# Workshop Manual for new Ducatos ?



## skratt (May 1, 2005)

hi,
Does anyone know if there is a Haynes manual or similar for Ducatos 2006 onwards ?


----------



## Wizzo (Dec 3, 2007)

Haynes will have an up to date list on their website but to be honest I think you will struggle to find one. AFAIK they didn't do one for the old models but you could sometimes find a car that used a similar power plant but that was as near as it got.

JohnW


----------



## billmac (May 25, 2005)

Thought I had read somewhere that Fiat agents had a CD workshop manual that was available from spares departments. Check with Fiat dealer.

Bill


----------



## eurajohn (May 9, 2005)

If you're happy with the CD version (it's OK not as easy or handy as a paper one) there are plenty for very little money on ebay. If my memory serves me correctly there was one for sale here a short while ago.


----------



## max123 (May 9, 2005)

If you have a 3Ltr or 2.2 this link may be of interest.

http://library.docent.isvor.it/uplo...cia Didattica Fiat Ducato seconda fase_GB.pdf


----------



## viator (May 1, 2007)

=== Extracted information ===

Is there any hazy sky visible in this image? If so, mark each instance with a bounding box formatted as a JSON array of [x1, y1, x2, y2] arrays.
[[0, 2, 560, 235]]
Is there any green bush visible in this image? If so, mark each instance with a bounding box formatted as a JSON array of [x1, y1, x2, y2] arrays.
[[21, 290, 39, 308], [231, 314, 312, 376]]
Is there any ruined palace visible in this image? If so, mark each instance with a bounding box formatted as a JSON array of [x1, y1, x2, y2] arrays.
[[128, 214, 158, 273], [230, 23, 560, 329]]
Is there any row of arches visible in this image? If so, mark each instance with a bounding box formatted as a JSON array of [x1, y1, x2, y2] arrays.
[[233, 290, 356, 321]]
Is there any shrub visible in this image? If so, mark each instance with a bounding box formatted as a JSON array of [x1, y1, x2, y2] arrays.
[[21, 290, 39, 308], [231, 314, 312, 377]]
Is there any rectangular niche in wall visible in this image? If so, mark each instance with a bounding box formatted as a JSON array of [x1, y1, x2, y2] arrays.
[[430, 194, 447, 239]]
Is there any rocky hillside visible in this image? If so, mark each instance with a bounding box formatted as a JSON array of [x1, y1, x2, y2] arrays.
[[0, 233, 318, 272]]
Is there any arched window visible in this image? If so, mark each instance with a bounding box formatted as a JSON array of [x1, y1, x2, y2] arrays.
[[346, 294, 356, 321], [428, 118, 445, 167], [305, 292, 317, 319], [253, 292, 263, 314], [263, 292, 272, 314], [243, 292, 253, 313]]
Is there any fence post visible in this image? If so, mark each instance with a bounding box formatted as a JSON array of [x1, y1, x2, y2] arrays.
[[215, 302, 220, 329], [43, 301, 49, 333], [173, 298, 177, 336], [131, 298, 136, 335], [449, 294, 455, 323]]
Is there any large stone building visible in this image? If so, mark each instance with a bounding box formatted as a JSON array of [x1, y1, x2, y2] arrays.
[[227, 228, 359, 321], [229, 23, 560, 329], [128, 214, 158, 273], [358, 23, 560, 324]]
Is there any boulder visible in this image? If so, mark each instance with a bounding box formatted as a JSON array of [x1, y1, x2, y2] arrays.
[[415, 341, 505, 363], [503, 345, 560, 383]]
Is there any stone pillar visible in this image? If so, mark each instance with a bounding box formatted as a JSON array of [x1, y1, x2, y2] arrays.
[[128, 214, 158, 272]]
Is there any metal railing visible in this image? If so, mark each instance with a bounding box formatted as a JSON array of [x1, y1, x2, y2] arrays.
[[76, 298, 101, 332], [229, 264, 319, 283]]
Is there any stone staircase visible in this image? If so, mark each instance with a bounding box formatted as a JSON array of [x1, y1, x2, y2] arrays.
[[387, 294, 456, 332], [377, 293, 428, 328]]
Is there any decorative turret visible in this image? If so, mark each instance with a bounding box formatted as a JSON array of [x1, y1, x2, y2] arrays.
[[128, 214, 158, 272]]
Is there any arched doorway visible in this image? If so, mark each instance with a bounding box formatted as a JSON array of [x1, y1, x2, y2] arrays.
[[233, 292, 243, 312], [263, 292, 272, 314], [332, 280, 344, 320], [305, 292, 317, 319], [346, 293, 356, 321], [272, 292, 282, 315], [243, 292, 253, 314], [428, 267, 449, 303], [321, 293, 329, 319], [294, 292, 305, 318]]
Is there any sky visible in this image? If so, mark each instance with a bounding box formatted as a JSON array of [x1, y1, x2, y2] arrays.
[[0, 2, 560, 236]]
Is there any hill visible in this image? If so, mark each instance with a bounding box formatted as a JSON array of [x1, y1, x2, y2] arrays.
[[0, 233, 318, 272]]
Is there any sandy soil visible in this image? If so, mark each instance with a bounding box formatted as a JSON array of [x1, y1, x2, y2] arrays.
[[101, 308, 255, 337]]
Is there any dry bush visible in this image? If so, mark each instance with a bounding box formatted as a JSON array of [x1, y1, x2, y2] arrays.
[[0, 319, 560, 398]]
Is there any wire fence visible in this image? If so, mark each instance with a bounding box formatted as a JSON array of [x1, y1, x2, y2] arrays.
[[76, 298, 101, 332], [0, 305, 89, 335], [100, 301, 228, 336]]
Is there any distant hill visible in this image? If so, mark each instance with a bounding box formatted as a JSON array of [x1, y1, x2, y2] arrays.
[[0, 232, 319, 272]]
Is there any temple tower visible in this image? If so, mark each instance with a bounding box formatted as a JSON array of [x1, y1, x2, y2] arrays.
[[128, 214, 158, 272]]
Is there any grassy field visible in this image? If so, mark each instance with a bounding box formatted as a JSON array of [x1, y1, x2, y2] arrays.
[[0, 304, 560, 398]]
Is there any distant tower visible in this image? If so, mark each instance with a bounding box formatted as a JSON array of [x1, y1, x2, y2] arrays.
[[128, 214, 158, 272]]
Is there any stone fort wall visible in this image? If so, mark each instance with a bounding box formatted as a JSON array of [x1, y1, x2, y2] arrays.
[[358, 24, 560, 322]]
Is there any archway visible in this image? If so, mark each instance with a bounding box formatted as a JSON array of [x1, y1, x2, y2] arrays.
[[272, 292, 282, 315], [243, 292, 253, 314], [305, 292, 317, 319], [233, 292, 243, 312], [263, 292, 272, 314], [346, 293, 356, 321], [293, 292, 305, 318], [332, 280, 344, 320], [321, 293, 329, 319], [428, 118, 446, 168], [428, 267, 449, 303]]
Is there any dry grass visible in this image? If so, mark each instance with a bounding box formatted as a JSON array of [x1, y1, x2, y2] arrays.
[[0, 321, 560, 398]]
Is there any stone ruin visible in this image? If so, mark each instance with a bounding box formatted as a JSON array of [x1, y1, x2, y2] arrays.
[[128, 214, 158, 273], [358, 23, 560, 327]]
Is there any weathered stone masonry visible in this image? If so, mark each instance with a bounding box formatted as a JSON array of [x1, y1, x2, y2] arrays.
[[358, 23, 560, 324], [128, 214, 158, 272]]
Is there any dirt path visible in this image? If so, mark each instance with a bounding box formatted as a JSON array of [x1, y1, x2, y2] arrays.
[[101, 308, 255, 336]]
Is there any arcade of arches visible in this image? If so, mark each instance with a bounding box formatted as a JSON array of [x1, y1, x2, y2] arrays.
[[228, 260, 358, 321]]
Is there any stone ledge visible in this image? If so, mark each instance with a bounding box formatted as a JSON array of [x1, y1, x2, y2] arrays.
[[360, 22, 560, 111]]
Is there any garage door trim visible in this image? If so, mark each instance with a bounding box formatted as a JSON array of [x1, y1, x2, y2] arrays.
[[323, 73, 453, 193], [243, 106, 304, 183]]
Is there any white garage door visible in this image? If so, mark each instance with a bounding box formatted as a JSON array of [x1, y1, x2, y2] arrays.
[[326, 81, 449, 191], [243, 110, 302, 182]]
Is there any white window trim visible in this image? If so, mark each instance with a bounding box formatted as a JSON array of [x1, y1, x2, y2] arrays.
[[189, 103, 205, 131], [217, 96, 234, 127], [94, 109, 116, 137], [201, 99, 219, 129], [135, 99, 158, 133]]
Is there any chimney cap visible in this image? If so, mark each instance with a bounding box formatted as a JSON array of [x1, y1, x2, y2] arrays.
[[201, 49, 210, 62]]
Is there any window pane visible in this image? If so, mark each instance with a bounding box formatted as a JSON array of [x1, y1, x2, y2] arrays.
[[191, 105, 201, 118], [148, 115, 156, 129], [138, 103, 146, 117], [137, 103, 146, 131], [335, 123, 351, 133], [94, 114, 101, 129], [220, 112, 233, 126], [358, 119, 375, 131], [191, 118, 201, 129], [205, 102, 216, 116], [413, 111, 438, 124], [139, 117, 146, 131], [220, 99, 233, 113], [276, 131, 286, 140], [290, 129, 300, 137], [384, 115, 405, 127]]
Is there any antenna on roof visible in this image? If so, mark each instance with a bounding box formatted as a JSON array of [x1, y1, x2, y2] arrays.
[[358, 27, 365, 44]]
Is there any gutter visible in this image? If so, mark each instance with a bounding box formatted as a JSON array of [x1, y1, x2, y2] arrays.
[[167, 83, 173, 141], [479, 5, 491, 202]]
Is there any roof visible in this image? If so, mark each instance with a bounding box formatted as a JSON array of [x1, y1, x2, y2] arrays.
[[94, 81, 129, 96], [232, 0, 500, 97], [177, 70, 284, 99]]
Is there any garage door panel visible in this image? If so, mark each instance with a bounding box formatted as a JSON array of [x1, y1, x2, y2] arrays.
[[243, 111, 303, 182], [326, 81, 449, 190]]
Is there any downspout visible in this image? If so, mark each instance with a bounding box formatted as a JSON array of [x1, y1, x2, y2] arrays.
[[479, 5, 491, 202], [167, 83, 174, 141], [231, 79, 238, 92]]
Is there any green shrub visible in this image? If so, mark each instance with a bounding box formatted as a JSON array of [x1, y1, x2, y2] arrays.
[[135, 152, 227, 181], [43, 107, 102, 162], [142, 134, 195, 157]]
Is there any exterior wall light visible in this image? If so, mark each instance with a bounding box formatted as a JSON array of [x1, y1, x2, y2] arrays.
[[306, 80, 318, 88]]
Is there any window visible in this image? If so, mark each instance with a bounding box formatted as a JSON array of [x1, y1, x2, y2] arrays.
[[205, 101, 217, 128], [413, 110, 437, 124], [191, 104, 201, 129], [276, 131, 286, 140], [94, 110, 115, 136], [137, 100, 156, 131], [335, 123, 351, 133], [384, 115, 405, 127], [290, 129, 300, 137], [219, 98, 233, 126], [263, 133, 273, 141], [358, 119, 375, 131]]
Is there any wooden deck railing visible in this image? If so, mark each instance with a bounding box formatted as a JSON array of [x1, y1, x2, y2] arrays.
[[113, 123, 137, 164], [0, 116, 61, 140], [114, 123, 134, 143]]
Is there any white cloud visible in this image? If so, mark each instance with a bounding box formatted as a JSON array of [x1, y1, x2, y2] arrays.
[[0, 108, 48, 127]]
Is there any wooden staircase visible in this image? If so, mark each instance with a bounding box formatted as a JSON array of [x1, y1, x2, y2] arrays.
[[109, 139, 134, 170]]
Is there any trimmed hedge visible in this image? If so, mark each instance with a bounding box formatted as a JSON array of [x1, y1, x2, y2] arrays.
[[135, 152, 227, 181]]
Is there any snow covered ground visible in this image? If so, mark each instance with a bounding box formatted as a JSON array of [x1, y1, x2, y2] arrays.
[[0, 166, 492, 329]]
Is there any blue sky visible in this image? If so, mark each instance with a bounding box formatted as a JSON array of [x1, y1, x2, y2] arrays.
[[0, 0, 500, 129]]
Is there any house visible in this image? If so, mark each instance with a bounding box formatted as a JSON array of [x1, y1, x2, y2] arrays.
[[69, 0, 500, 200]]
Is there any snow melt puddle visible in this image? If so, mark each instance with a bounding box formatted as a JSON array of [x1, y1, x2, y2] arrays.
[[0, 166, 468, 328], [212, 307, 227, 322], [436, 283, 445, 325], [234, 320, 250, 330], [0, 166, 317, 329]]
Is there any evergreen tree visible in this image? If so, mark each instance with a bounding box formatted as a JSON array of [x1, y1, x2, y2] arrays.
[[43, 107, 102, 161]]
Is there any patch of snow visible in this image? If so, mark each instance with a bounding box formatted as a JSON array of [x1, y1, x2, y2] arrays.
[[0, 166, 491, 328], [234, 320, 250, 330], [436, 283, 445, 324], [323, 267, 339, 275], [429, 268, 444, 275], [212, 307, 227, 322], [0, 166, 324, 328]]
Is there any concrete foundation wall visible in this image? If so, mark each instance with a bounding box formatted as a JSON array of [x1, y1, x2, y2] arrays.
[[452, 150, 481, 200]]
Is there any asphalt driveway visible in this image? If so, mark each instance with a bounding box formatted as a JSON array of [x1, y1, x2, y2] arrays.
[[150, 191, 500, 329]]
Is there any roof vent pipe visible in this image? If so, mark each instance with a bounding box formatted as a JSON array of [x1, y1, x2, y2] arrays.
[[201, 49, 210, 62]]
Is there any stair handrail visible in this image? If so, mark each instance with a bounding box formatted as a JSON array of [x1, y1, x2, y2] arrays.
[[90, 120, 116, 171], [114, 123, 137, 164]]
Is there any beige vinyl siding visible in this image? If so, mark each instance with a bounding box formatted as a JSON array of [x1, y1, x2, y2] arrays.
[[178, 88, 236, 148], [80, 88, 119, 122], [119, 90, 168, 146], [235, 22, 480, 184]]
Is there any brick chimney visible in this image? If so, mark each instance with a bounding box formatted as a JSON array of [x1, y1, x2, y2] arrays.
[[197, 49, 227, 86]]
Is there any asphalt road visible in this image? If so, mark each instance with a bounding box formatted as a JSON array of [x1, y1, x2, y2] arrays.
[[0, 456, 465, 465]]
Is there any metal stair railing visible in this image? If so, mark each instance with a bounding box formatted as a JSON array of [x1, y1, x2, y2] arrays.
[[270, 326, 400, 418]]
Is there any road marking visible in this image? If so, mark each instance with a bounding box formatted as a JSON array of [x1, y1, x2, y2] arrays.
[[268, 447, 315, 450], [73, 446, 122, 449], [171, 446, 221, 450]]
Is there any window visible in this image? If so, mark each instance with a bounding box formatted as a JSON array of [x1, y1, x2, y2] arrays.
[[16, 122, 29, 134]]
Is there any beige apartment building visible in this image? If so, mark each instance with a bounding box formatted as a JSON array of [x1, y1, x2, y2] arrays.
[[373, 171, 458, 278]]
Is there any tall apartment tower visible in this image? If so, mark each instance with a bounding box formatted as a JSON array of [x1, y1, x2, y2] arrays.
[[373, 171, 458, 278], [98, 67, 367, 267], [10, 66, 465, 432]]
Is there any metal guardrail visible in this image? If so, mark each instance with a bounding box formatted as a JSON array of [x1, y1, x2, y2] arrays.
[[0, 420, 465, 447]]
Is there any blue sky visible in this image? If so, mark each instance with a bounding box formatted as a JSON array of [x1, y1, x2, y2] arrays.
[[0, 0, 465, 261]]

=== Challenge A ===
From the thread on Ducato workshop manuals, reproduce the passage that begins at the words "If you're happy" and stops after "max123 (May 9, 2005)".
=== Challenge B ===
Answer the following from the Ducato manual thread, one answer per line:
(i) According to billmac, whom should one check with about the CD workshop manual?
(ii) Where does eurajohn say there are plenty of CD versions for very little money?
(iii) Owners of which engine sizes does max123 say may find the link of interest?

=== Result A ===
If you're happy with the CD version (it's OK not as easy or handy as a paper one) there are plenty for very little money on ebay. If my memory serves me correctly there was one for sale here a short while ago.


----------



## max123 (May 9, 2005)

=== Result B ===
(i) A Fiat dealer.
(ii) On ebay.
(iii) The 3Ltr or the 2.2.